* What is required: Filter the lines below, keeping each one that contains the word "dark" and reproducing it unchanged.

* Records for the exercise:
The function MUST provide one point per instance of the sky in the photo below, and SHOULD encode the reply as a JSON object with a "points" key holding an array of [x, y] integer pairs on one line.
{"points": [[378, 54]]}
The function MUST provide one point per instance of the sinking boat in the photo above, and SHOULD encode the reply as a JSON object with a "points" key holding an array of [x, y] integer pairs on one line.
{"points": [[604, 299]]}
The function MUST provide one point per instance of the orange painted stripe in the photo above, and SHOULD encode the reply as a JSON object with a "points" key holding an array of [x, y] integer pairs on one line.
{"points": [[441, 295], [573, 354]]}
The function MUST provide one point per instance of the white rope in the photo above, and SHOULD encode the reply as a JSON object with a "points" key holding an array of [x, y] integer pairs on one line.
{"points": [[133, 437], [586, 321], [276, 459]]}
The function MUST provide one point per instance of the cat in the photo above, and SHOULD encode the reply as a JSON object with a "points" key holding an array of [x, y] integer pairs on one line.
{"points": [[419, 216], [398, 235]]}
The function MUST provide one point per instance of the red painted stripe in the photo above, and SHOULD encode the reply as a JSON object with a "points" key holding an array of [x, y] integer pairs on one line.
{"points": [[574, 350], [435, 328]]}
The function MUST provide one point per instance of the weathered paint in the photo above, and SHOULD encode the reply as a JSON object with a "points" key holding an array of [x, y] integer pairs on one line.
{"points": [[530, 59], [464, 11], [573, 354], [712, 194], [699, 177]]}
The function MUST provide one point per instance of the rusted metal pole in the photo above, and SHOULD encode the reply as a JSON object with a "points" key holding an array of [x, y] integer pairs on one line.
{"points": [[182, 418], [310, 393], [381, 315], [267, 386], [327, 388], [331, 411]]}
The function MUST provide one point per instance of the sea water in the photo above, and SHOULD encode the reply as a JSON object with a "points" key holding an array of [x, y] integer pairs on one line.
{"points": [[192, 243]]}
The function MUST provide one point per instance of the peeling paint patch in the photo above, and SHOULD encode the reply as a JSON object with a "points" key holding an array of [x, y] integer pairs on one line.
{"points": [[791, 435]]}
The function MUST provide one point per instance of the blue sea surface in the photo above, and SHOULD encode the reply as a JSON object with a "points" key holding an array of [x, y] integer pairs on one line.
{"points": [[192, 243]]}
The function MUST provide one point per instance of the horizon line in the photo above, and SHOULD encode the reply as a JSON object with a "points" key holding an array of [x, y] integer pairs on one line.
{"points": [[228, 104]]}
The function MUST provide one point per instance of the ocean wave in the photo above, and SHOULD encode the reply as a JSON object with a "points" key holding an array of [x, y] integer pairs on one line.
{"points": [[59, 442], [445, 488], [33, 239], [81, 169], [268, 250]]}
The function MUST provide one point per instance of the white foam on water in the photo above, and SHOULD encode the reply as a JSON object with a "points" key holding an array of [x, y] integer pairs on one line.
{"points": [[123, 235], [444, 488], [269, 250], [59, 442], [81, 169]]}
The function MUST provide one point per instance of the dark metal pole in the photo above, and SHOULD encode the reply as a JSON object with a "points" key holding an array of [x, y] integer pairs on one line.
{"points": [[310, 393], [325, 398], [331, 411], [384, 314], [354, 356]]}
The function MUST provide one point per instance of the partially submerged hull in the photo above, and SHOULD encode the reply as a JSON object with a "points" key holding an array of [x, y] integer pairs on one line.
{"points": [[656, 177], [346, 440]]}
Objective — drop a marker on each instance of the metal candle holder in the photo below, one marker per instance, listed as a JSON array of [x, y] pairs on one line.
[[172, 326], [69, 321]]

==

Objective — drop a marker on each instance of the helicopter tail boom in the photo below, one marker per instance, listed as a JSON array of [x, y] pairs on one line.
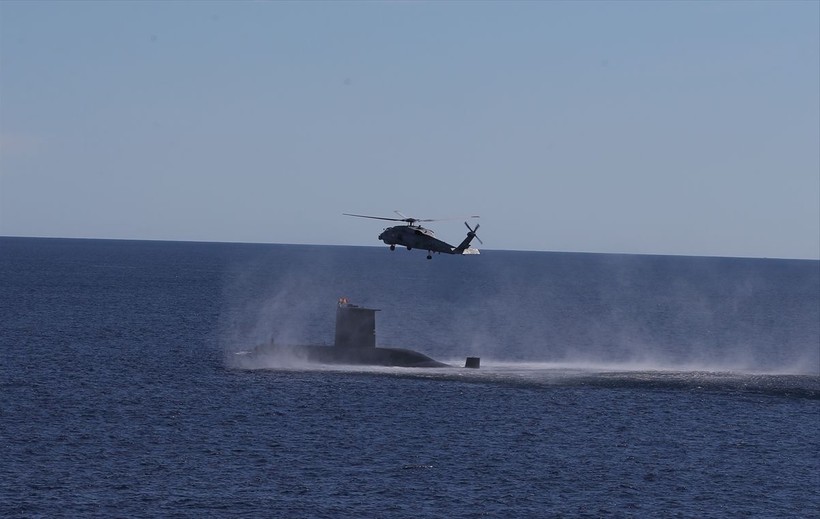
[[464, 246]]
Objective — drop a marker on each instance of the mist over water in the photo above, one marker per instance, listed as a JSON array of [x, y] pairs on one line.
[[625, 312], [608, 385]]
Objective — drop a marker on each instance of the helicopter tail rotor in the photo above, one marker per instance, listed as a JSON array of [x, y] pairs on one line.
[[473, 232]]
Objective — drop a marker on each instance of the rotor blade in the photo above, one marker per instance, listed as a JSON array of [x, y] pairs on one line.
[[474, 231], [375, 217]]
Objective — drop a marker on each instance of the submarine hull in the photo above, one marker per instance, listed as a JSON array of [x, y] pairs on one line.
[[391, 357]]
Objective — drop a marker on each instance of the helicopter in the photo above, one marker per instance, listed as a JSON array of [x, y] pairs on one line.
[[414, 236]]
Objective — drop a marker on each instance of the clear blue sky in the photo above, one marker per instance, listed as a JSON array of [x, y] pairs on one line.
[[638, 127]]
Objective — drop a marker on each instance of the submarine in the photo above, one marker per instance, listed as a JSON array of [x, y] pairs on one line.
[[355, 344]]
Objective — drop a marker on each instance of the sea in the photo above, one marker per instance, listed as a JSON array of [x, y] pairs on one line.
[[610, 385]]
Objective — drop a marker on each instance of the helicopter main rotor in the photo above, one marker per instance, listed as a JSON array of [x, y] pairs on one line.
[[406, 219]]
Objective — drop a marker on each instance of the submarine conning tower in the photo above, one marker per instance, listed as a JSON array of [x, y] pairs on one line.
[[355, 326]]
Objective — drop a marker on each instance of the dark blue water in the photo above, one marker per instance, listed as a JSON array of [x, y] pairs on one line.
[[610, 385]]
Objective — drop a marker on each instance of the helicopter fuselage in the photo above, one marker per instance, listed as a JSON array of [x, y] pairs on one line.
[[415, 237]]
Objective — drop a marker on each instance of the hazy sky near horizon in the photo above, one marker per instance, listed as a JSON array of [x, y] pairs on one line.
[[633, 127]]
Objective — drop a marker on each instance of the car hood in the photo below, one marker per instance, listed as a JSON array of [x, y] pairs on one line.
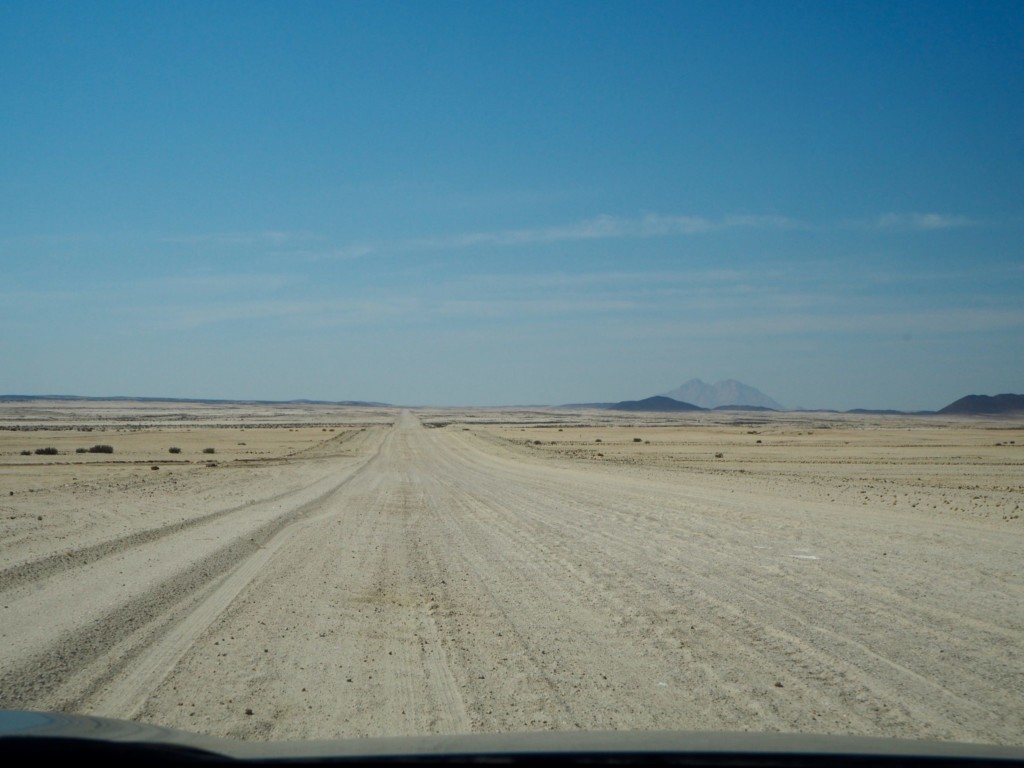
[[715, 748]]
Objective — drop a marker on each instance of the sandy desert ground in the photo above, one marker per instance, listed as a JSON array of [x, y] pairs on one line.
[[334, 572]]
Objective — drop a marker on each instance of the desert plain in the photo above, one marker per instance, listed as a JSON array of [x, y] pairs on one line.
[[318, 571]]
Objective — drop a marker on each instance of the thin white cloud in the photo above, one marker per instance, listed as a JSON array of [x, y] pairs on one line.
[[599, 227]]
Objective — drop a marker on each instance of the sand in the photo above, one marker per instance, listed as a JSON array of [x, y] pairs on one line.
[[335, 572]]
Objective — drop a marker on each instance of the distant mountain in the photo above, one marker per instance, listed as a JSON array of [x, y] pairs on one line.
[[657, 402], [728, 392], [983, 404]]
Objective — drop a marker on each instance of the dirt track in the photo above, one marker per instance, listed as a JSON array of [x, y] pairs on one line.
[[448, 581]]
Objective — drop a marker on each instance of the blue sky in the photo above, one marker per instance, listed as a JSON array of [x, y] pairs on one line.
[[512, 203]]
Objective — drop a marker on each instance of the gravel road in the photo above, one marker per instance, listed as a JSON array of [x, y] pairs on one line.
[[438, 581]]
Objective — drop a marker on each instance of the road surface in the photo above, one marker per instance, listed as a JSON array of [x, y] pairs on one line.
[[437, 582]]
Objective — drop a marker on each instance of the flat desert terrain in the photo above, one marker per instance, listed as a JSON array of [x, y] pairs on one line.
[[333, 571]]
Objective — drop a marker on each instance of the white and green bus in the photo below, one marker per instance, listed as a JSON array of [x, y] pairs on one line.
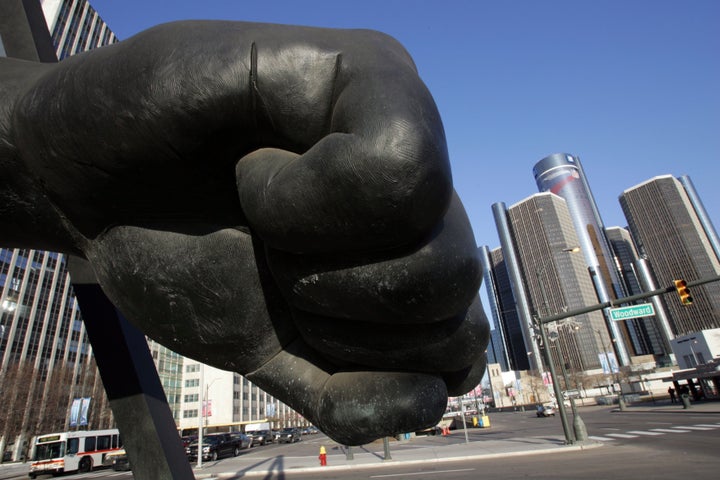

* Task solution:
The function MUST provide one point per instance of the dark metal pole in the photo above, and SHOULD encode the reply as a JSON object with a "points" key holding an array of [x, y] integer pairs on one line.
Objective — drop a marker on each instance of the dark blue water in the photo above, one marker per instance, listed as a JSON array of [x, y] pairs on one line.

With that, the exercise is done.